▸ SET PROBLEM:
Switch "car tire" to "truck tire" throughout the listing below, leaving every other part unchanged, and omit the pictures from your copy.

-- Begin RECORD LIST --

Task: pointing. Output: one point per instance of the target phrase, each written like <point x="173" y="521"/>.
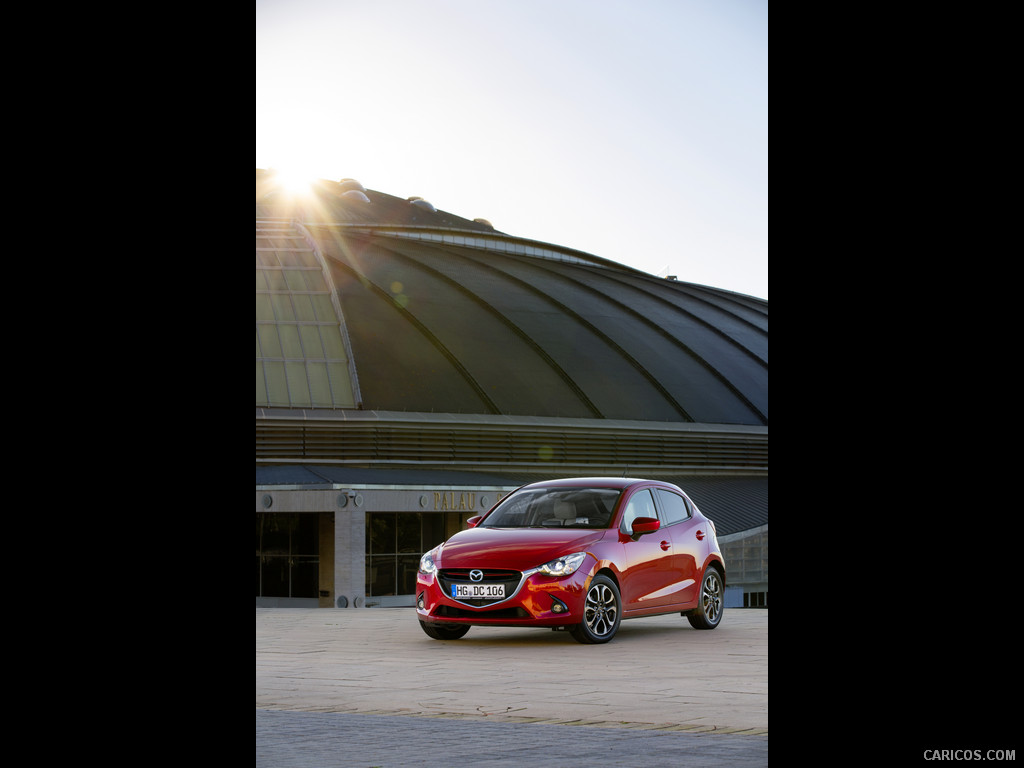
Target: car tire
<point x="602" y="612"/>
<point x="438" y="632"/>
<point x="712" y="601"/>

-- End RECORD LIST --

▸ OUTPUT FOR THIS EXERCISE:
Task: pointing. Output: one point per instance of the target phrase, each written like <point x="173" y="521"/>.
Target: truck tire
<point x="602" y="612"/>
<point x="438" y="632"/>
<point x="712" y="601"/>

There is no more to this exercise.